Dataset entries

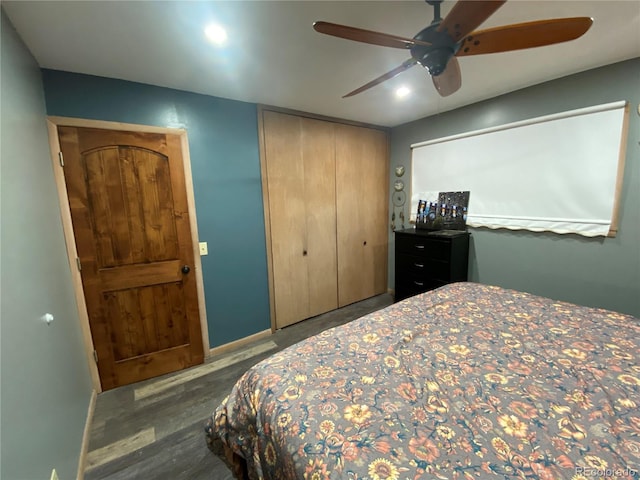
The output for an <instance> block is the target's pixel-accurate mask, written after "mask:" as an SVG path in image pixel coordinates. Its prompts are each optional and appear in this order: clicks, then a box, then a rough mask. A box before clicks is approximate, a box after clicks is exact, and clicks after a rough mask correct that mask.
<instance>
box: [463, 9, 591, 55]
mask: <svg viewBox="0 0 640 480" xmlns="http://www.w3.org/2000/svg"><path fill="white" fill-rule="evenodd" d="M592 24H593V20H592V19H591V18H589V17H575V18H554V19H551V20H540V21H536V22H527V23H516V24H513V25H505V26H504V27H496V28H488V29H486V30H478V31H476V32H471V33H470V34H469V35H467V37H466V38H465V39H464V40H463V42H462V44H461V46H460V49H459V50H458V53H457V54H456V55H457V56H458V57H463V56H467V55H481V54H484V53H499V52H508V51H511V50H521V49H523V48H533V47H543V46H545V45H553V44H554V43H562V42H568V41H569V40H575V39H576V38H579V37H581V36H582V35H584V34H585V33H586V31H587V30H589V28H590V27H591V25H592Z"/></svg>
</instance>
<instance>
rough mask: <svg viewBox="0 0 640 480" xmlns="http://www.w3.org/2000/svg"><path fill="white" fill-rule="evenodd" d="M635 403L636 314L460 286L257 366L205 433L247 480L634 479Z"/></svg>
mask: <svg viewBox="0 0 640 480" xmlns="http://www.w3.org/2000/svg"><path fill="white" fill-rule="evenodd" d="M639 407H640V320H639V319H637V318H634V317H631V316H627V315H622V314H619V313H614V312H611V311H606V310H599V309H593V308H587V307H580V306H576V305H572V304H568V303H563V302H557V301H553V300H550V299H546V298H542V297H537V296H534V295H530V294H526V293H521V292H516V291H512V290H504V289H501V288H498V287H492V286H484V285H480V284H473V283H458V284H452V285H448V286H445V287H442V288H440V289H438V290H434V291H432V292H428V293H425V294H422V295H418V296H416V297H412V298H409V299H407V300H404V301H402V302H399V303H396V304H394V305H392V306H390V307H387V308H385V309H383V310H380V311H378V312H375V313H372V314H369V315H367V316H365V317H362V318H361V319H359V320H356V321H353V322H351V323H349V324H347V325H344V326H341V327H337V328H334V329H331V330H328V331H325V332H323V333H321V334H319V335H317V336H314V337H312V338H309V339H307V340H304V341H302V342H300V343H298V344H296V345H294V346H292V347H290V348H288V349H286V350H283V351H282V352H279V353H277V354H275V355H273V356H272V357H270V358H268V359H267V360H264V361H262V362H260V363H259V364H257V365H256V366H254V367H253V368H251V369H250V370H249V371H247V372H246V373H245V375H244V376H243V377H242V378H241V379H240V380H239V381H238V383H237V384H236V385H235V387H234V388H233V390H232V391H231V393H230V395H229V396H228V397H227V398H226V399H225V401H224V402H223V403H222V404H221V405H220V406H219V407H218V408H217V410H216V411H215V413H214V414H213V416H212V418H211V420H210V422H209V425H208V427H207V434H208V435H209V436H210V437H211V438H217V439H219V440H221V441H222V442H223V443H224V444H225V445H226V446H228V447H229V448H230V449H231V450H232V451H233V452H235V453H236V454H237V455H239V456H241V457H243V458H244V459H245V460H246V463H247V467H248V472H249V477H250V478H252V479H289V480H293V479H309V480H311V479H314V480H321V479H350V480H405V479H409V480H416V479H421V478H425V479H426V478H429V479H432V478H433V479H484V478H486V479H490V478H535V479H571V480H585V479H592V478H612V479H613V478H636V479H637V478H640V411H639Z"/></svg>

:: Problem statement ::
Copy out every line of the listing above word for word, with the pictures left out.

:: The completed task ::
The output for an <instance> block is the target's pixel-accurate mask, written after "mask:" as an SVG path in image pixel coordinates. Its prompts are each optional and appear in this order: clicks, then a box, then a rough mask. A box before clicks is approximate, a box after clicks is exact, and clicks after a rough mask correct that mask.
<instance>
box: [463, 9, 591, 55]
mask: <svg viewBox="0 0 640 480" xmlns="http://www.w3.org/2000/svg"><path fill="white" fill-rule="evenodd" d="M592 24H593V20H592V19H591V18H589V17H575V18H554V19H551V20H540V21H536V22H527V23H516V24H513V25H505V26H504V27H496V28H488V29H486V30H478V31H476V32H471V33H470V34H469V35H467V37H466V38H465V39H464V40H463V42H462V44H461V46H460V49H459V50H458V53H457V54H456V55H457V56H458V57H463V56H467V55H481V54H484V53H499V52H508V51H511V50H521V49H523V48H533V47H543V46H545V45H553V44H554V43H562V42H568V41H569V40H575V39H576V38H579V37H581V36H582V35H584V34H585V33H586V31H587V30H589V28H590V27H591V25H592Z"/></svg>
</instance>
<instance>
rough mask: <svg viewBox="0 0 640 480" xmlns="http://www.w3.org/2000/svg"><path fill="white" fill-rule="evenodd" d="M635 403L636 314L460 286L257 366L205 433L247 480L634 479Z"/></svg>
mask: <svg viewBox="0 0 640 480" xmlns="http://www.w3.org/2000/svg"><path fill="white" fill-rule="evenodd" d="M639 407H640V320H639V319H637V318H634V317H631V316H627V315H622V314H619V313H614V312H611V311H606V310H599V309H593V308H587V307H580V306H576V305H572V304H568V303H563V302H557V301H553V300H550V299H546V298H542V297H537V296H534V295H530V294H526V293H521V292H516V291H512V290H504V289H501V288H498V287H492V286H484V285H480V284H473V283H458V284H452V285H448V286H445V287H442V288H440V289H438V290H434V291H432V292H428V293H425V294H422V295H418V296H416V297H412V298H409V299H407V300H404V301H402V302H399V303H396V304H394V305H392V306H390V307H387V308H385V309H383V310H380V311H378V312H375V313H372V314H369V315H367V316H365V317H362V318H361V319H359V320H356V321H353V322H351V323H349V324H347V325H344V326H341V327H337V328H334V329H331V330H328V331H325V332H323V333H321V334H319V335H317V336H314V337H312V338H309V339H307V340H304V341H302V342H300V343H298V344H296V345H294V346H292V347H290V348H288V349H286V350H283V351H282V352H279V353H277V354H275V355H273V356H272V357H270V358H268V359H267V360H264V361H262V362H260V363H259V364H257V365H256V366H254V367H253V368H251V369H250V370H249V371H247V372H246V373H245V375H244V376H243V377H242V378H241V379H240V380H239V381H238V383H237V384H236V385H235V387H234V388H233V390H232V391H231V393H230V395H229V396H228V397H227V398H226V399H225V401H224V402H223V403H222V404H221V405H220V406H219V407H218V408H217V410H216V411H215V413H214V414H213V416H212V418H211V420H210V422H209V425H208V427H207V434H208V435H209V436H210V437H211V438H217V439H219V440H221V441H222V442H223V443H224V444H225V445H226V446H228V447H229V448H230V449H231V450H232V451H233V452H235V453H236V454H237V455H239V456H241V457H243V458H244V459H245V460H246V463H247V467H248V472H249V477H250V478H252V479H289V480H293V479H309V480H311V479H314V480H321V479H350V480H405V479H409V480H416V479H421V478H425V479H426V478H429V479H432V478H433V479H484V478H486V479H490V478H535V479H571V480H585V479H592V478H612V479H613V478H636V479H637V478H640V411H639Z"/></svg>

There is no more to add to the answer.